↓↓↓
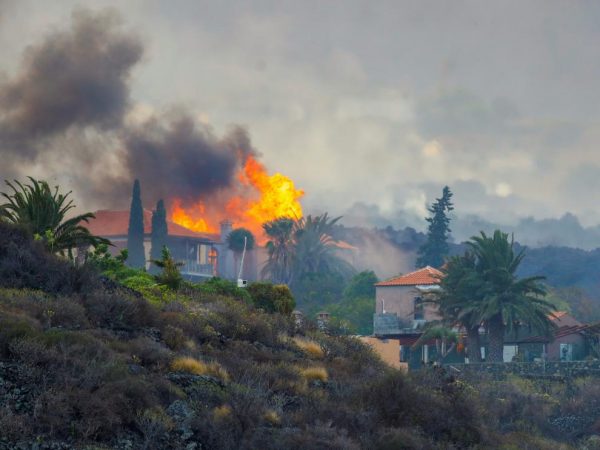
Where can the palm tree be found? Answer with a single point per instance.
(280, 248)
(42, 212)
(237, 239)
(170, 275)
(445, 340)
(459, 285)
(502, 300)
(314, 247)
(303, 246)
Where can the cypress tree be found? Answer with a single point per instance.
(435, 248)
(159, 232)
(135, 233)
↑↑↑
↓↓↓
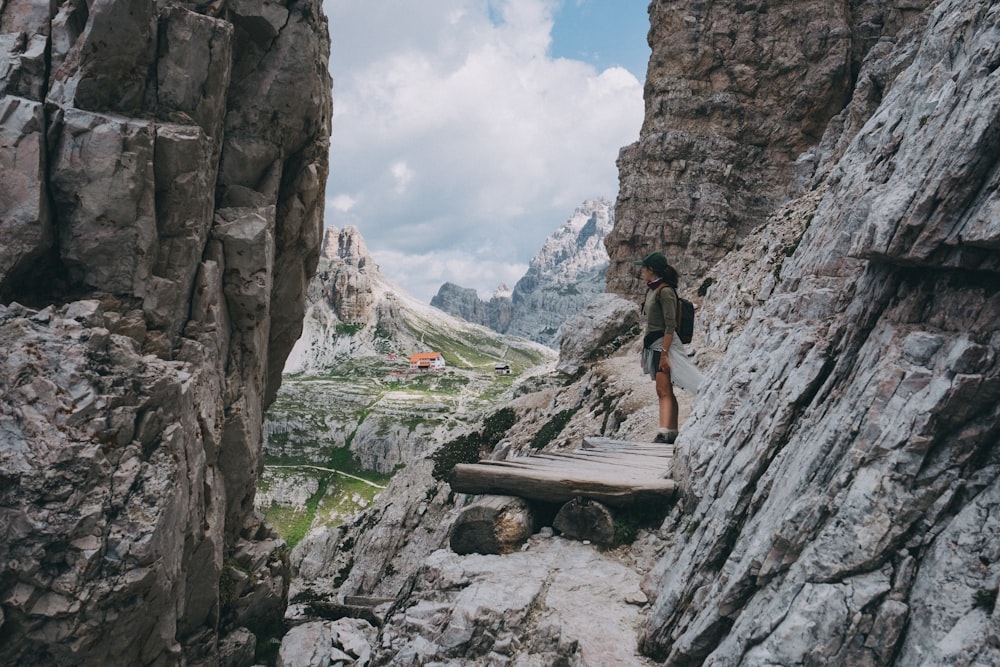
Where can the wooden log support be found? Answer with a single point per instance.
↑↑↑
↓↓↓
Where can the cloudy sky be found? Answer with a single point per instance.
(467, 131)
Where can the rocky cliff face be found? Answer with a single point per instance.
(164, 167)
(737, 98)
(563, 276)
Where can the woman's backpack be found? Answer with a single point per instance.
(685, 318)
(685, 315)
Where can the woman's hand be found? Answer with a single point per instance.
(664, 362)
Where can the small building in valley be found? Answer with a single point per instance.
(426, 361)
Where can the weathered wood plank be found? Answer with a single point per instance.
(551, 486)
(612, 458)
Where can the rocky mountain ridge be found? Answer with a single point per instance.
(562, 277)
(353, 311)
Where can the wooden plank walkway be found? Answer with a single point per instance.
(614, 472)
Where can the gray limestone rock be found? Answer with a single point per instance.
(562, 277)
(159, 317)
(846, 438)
↑↑↑
• The task: Pull out every line in the listing above that contains the word "plank".

• Solution for this exercise:
Where can the weathered wood plank be found? Answer with a single point per instance.
Where can the wooden plank walkway be found? Answer with a single point per instance.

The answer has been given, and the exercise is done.